-- PASSAGE PROVIDED follows --

Unmasking Proteolytic Activity for Adult Visual Cortex Plasticity by the Removal of Lynx1

J Neurosci. 2015 Sep 16;35(37):12693-702. doi: 10.1523/JNEUROSCI.4315-14.2015.


Experience-dependent cortical plasticity declines with age. At the molecular level, experience-dependent proteolytic activity of tissue plasminogen activator (tPA) becomes restricted in the adult brain if mice are raised in standard cages. Understanding the mechanism for the loss of permissive proteolytic activity is therefore a key link for improving function in adult brains. Using the mouse primary visual cortex (V1) as a model, we demonstrate that tPA activity in V1 can be unmasked following 4 d of monocular deprivation when the mice older than 2 months are raised in standard cages by the genetic removal of Lynx1, a negative regulator of adult plasticity. This was also associated with the reduction of stubby and thin spine density and enhancement of ocular dominance shift in adult V1 of Lynx1 knock-out (KO) mice. These structural and functional changes were tPA-dependent because genetic removal of tPA in Lynx1 KO mice can block the monocular deprivation-dependent reduction of dendritic spine density, whereas both genetic and adult specific inhibition of tPA activity can ablate the ocular dominance shift in Lynx1 KO mice. Our work demonstrates that the adult brain has an intrinsic potential for experience-dependent elevation of proteolytic activity to express juvenile-like structural and functional changes but is effectively limited by Lynx1 if mice are raised in standard cages. Insights into the Lynx1-tPA plasticity mechanism may provide novel therapeutic targets for adult brain disorders.

Significance statement: Experience-dependent proteolytic activity of tissue plasminogen activator (tPA) becomes restricted in the adult brain in correlation with the decline in cortical plasticity when mice are raised in standard cages. We demonstrated that removal of Lynx1, one of negative regulators of plasticity, unmasks experience-dependent tPA elevation in visual cortex of adult mice reared in standard cages. This proteolytic elevation facilitated dendritic spine reduction and ocular dominance plasticity in adult visual cortex. This is the first demonstration of adult brain to retain the intrinsic capacity to elevate tPA in an experience-dependent manner but is effectively limited by Lynx1. tPA-Lynx1 may potentially be a new candidate mechanism for interventions that were shown to activate plasticity in adult brain.

-- PASSAGE PROVIDED concluded --

* _EXERCISE DESCRIPTION_
According to the Lynx1 abstract, why were the structural and functional changes in adult V1 of Lynx1 knock-out mice judged to be tPA-dependent? Answer in one to three sentences.

-- GIVEN DATA follows --

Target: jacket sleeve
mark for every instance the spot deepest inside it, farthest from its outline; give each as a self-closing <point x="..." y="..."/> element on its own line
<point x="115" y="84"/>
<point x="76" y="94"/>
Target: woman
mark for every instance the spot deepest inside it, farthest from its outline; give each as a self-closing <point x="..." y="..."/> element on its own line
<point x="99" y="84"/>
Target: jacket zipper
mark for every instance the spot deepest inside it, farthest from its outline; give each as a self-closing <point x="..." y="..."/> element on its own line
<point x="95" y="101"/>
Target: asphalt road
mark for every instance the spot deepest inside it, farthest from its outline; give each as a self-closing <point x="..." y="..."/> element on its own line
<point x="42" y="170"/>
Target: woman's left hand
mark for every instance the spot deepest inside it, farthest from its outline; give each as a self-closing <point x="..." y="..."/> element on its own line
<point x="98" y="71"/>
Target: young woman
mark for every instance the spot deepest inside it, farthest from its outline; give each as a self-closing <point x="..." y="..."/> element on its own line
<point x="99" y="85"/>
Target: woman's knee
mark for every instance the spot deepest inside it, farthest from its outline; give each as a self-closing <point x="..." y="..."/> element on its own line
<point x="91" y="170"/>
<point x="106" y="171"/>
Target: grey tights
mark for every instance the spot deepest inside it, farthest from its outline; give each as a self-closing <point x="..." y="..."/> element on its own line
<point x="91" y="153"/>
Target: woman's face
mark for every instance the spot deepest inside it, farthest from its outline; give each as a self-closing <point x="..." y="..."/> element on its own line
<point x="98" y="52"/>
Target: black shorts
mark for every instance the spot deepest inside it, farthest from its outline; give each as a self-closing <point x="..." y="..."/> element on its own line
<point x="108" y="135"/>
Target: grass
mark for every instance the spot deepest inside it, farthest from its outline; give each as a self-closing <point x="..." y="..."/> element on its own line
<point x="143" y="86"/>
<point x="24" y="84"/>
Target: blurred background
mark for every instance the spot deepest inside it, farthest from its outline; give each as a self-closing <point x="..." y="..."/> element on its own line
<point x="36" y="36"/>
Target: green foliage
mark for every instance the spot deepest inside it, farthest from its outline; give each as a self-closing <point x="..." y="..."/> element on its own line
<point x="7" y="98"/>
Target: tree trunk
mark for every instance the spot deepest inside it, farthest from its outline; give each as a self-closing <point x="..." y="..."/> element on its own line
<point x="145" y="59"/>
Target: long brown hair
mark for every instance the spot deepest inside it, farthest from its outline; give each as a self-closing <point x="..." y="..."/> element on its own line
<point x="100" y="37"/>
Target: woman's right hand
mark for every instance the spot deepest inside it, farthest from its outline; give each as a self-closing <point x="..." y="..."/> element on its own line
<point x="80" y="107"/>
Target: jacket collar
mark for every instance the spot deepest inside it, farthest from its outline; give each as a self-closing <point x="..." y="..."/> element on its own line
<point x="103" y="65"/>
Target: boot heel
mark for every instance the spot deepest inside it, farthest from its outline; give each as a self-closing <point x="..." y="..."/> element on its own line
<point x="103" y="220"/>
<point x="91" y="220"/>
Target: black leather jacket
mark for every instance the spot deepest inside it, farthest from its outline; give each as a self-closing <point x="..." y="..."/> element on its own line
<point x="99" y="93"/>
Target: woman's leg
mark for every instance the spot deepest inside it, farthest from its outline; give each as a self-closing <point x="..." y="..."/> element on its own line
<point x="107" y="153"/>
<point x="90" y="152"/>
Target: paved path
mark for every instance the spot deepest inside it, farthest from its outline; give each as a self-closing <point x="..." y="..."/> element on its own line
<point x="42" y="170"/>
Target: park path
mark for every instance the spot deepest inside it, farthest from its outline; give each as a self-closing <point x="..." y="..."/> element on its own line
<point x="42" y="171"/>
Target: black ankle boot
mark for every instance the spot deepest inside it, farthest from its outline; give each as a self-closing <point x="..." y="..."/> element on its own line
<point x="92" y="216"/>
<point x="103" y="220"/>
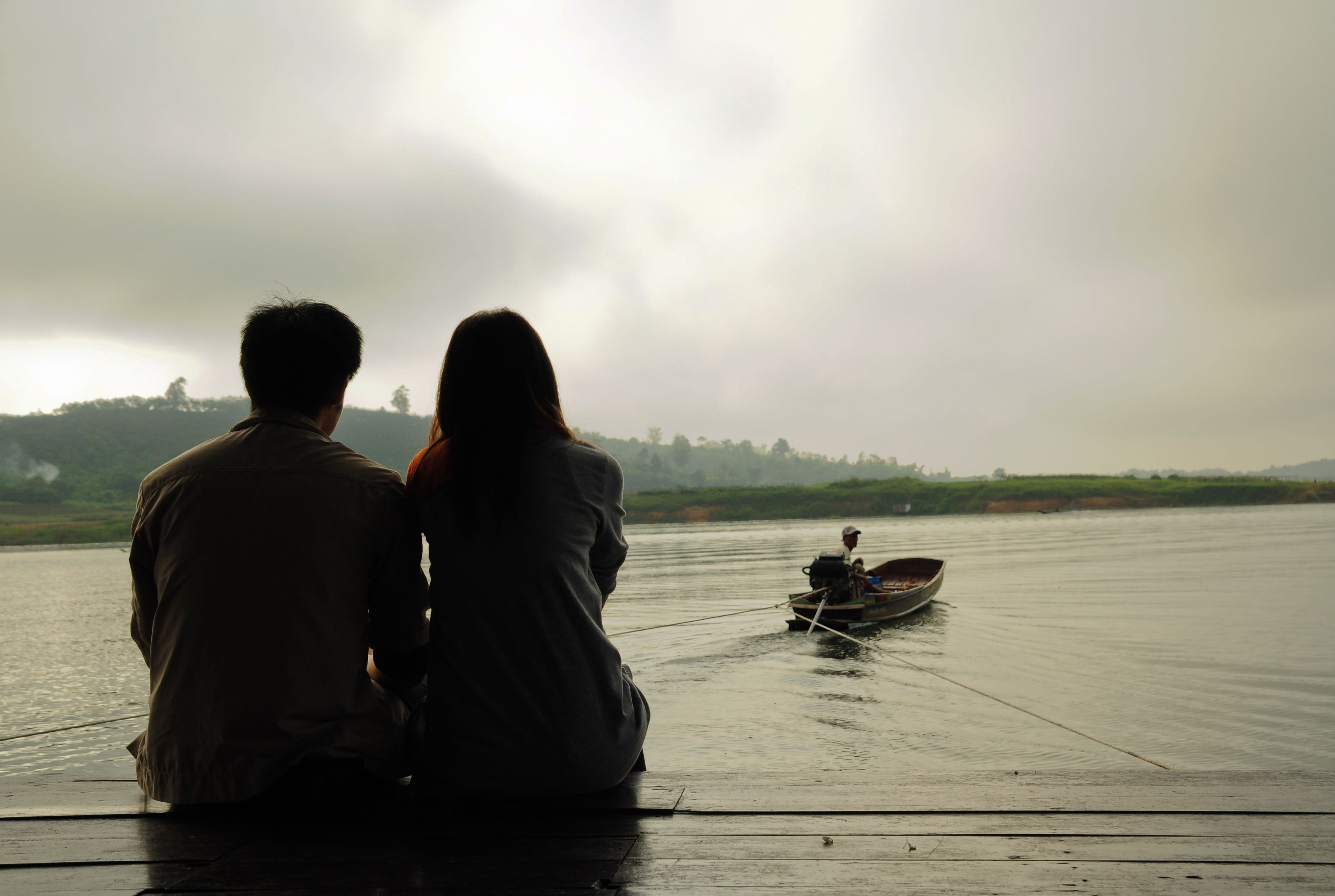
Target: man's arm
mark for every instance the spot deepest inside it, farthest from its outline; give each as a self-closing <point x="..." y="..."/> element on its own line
<point x="143" y="603"/>
<point x="398" y="600"/>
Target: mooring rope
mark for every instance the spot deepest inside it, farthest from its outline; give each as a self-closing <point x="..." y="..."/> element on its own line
<point x="668" y="625"/>
<point x="983" y="694"/>
<point x="914" y="665"/>
<point x="53" y="731"/>
<point x="756" y="609"/>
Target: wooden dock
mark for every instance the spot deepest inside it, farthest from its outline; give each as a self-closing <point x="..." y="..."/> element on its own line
<point x="975" y="832"/>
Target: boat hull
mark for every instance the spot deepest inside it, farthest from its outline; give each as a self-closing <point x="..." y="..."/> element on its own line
<point x="916" y="582"/>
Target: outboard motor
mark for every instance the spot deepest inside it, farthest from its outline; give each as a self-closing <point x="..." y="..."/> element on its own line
<point x="829" y="571"/>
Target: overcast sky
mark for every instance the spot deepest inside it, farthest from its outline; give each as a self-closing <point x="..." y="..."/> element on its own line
<point x="1050" y="237"/>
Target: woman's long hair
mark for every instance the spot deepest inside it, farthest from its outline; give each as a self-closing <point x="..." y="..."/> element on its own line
<point x="497" y="385"/>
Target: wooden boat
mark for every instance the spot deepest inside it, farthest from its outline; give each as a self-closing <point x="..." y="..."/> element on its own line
<point x="908" y="585"/>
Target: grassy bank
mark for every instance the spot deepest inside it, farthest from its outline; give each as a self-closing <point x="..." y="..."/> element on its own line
<point x="48" y="524"/>
<point x="55" y="524"/>
<point x="1016" y="495"/>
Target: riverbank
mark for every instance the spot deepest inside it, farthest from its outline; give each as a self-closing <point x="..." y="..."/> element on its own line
<point x="59" y="524"/>
<point x="915" y="497"/>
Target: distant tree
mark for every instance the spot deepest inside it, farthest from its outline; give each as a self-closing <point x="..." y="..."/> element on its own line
<point x="401" y="400"/>
<point x="175" y="394"/>
<point x="680" y="449"/>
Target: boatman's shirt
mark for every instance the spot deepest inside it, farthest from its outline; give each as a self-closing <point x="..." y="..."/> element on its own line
<point x="265" y="564"/>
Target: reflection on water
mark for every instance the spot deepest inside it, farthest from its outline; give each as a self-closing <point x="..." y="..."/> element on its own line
<point x="1197" y="637"/>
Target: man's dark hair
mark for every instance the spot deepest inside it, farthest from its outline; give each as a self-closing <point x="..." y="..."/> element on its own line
<point x="297" y="354"/>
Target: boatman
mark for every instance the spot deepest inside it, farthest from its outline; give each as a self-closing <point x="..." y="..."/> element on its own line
<point x="851" y="535"/>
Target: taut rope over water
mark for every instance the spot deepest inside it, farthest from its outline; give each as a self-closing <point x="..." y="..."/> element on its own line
<point x="914" y="665"/>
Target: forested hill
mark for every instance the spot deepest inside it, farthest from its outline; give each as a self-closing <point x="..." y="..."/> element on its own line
<point x="99" y="452"/>
<point x="651" y="464"/>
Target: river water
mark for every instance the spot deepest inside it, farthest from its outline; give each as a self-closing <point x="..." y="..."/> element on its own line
<point x="1201" y="639"/>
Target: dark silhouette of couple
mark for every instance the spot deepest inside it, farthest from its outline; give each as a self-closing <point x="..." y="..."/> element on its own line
<point x="281" y="605"/>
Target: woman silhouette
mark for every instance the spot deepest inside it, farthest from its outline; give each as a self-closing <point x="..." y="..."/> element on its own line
<point x="524" y="522"/>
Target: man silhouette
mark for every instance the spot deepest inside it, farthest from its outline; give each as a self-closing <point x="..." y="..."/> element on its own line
<point x="266" y="563"/>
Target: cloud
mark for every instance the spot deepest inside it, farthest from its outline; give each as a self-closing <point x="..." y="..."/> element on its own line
<point x="1041" y="235"/>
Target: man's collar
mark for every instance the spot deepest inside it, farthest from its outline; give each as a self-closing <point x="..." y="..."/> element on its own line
<point x="281" y="416"/>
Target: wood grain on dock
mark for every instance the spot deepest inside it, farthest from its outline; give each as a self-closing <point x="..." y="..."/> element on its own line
<point x="976" y="832"/>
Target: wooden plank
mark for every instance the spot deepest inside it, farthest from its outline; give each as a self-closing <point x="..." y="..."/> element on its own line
<point x="106" y="881"/>
<point x="984" y="798"/>
<point x="1146" y="776"/>
<point x="633" y="795"/>
<point x="93" y="840"/>
<point x="57" y="796"/>
<point x="960" y="849"/>
<point x="424" y="850"/>
<point x="382" y="876"/>
<point x="975" y="823"/>
<point x="998" y="878"/>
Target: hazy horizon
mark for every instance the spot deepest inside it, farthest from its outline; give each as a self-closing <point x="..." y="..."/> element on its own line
<point x="1041" y="235"/>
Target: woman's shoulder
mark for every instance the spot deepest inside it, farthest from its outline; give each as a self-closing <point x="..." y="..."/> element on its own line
<point x="429" y="469"/>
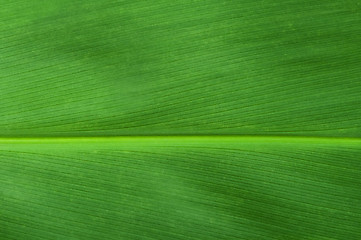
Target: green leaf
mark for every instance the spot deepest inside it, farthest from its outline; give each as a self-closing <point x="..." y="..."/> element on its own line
<point x="180" y="120"/>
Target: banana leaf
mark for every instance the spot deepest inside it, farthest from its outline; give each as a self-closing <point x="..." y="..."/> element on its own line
<point x="180" y="119"/>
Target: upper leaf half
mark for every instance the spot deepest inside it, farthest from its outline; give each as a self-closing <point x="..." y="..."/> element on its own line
<point x="195" y="67"/>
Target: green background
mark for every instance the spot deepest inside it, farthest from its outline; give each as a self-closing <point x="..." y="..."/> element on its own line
<point x="180" y="119"/>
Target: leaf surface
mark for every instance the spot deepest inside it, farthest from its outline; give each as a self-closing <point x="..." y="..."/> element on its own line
<point x="180" y="120"/>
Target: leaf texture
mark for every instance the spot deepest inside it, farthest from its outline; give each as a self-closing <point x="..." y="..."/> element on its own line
<point x="180" y="120"/>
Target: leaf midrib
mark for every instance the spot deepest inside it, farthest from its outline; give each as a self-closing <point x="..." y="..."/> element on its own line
<point x="184" y="138"/>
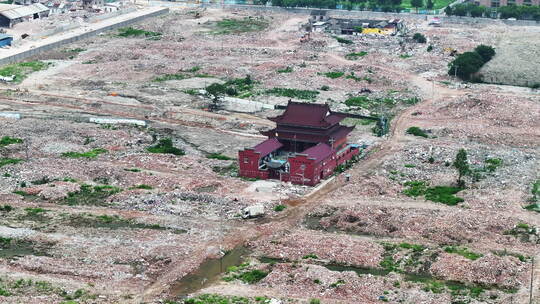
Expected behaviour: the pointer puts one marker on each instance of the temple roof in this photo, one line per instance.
(267, 146)
(319, 152)
(308, 115)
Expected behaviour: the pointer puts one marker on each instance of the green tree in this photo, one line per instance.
(485, 51)
(462, 166)
(417, 3)
(419, 38)
(465, 65)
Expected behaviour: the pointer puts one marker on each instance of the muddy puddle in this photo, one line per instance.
(209, 272)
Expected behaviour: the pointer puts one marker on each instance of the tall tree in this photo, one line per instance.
(462, 165)
(417, 4)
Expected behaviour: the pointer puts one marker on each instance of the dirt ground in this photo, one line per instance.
(129, 226)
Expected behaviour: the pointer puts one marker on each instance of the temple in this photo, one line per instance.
(306, 145)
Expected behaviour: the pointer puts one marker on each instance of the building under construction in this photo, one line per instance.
(306, 146)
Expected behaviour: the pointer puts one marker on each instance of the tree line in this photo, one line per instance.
(504, 12)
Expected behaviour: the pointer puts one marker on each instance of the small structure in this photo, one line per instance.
(93, 4)
(5, 40)
(305, 147)
(13, 14)
(352, 26)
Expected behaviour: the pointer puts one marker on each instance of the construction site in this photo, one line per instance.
(120, 172)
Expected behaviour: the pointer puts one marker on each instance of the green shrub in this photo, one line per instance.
(358, 101)
(6, 140)
(465, 65)
(91, 195)
(342, 40)
(419, 38)
(167, 77)
(279, 208)
(444, 194)
(6, 208)
(293, 93)
(132, 32)
(354, 56)
(288, 69)
(535, 190)
(465, 252)
(165, 146)
(485, 51)
(9, 161)
(34, 211)
(143, 186)
(218, 156)
(22, 70)
(90, 154)
(414, 247)
(334, 75)
(252, 276)
(237, 26)
(493, 163)
(416, 131)
(416, 188)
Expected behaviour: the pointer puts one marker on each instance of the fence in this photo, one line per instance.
(422, 15)
(32, 52)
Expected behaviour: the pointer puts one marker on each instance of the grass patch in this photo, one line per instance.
(414, 247)
(165, 146)
(333, 75)
(279, 208)
(6, 208)
(238, 87)
(358, 101)
(34, 211)
(343, 40)
(219, 299)
(230, 170)
(113, 222)
(90, 154)
(249, 276)
(132, 169)
(416, 131)
(492, 164)
(133, 32)
(91, 195)
(355, 56)
(288, 69)
(22, 70)
(464, 252)
(9, 161)
(293, 93)
(349, 121)
(533, 207)
(439, 194)
(6, 141)
(142, 186)
(167, 77)
(218, 156)
(236, 26)
(444, 194)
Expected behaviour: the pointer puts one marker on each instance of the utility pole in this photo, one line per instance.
(532, 277)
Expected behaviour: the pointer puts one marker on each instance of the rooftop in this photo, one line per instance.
(309, 115)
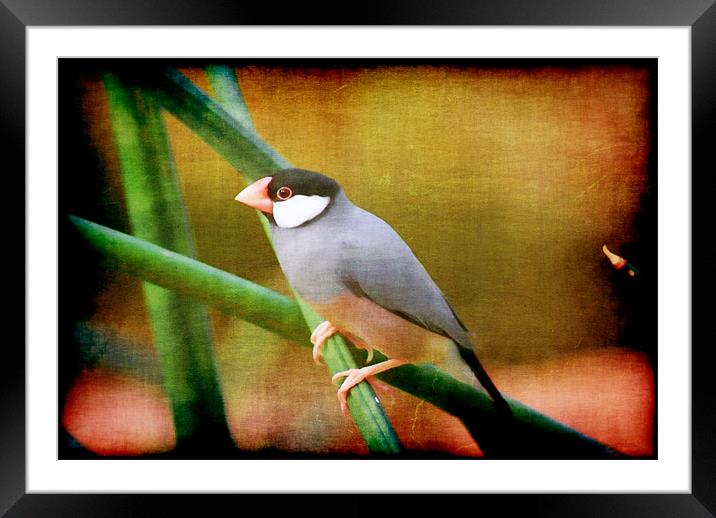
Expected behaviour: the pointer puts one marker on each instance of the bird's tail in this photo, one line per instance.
(468, 354)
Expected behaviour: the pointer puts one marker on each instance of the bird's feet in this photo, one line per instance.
(355, 376)
(323, 332)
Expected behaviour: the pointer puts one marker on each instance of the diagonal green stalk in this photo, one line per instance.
(226, 88)
(364, 405)
(540, 435)
(180, 325)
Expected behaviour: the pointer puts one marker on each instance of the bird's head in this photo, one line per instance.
(291, 196)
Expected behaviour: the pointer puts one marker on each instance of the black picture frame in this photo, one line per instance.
(700, 15)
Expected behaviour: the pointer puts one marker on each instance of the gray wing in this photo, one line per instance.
(382, 268)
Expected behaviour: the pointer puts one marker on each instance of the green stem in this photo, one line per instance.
(539, 435)
(364, 405)
(181, 329)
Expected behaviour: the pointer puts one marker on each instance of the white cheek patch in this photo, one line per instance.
(299, 209)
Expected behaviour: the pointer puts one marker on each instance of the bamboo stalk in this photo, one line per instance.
(365, 408)
(539, 435)
(180, 326)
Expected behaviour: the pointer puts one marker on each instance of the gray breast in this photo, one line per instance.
(311, 255)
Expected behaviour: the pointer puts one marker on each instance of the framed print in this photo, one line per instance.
(545, 187)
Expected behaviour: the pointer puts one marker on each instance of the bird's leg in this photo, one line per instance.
(360, 343)
(355, 376)
(323, 332)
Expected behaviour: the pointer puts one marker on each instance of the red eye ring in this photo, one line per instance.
(284, 193)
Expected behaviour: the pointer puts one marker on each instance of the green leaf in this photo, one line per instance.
(536, 435)
(180, 326)
(364, 405)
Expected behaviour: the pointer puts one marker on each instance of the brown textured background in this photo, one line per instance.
(504, 181)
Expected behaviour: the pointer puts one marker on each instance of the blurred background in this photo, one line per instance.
(504, 177)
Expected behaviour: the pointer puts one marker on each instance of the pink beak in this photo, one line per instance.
(256, 195)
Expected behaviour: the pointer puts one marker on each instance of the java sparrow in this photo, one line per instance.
(355, 271)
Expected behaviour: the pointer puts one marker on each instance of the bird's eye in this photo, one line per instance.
(284, 193)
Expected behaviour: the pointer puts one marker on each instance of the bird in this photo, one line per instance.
(357, 273)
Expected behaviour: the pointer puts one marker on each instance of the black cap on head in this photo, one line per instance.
(301, 182)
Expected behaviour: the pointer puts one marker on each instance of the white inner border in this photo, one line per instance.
(670, 473)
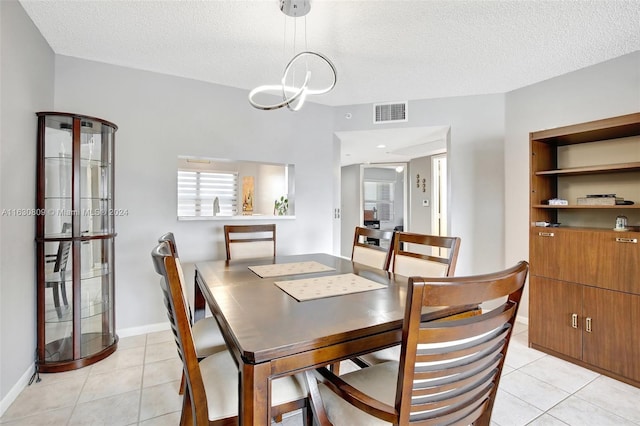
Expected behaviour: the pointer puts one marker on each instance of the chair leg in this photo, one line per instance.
(56, 299)
(182, 384)
(63, 292)
(186, 418)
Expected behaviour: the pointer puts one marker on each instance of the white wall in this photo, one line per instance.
(350, 206)
(160, 117)
(420, 216)
(475, 165)
(27, 87)
(604, 90)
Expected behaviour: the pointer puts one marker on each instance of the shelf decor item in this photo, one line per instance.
(75, 235)
(281, 206)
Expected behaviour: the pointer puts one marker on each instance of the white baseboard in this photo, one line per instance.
(149, 328)
(16, 389)
(22, 383)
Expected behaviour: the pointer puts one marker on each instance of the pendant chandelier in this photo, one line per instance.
(297, 80)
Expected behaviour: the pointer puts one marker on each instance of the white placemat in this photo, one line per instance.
(282, 269)
(332, 285)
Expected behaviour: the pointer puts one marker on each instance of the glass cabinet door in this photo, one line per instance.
(75, 234)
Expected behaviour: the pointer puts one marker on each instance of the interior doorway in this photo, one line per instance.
(439, 225)
(383, 196)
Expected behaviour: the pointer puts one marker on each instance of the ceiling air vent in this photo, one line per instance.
(390, 112)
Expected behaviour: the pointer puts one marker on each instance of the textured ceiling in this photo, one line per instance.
(383, 50)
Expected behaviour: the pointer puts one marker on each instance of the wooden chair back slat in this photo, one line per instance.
(377, 256)
(250, 241)
(429, 249)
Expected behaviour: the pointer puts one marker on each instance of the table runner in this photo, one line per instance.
(282, 269)
(327, 286)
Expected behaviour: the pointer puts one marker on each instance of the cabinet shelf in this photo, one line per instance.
(607, 168)
(575, 206)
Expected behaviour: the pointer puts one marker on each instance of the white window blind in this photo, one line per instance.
(198, 189)
(379, 196)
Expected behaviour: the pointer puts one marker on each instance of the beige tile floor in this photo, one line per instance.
(137, 385)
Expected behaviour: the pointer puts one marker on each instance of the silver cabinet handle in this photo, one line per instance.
(627, 240)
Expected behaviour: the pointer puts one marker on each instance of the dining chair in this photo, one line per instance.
(372, 247)
(57, 279)
(424, 255)
(448, 372)
(250, 241)
(418, 255)
(207, 337)
(212, 386)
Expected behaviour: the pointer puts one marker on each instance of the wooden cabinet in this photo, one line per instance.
(75, 235)
(585, 276)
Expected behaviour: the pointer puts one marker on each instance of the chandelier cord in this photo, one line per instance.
(293, 97)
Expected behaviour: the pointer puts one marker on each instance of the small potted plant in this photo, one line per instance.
(281, 206)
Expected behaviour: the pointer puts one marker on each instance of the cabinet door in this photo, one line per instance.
(554, 313)
(614, 340)
(619, 267)
(564, 254)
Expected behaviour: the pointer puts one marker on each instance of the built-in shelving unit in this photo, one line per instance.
(584, 290)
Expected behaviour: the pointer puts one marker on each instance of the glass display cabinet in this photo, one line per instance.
(74, 241)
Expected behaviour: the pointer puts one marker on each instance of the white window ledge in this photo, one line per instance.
(238, 218)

-- GIVEN DATA concluded --

* _OUTPUT_
Genetically removing tPA in Lynx1 KO mice blocked the monocular deprivation-dependent reduction of dendritic spine density. Both genetic and adult-specific inhibition of tPA activity ablated the ocular dominance shift in those mice.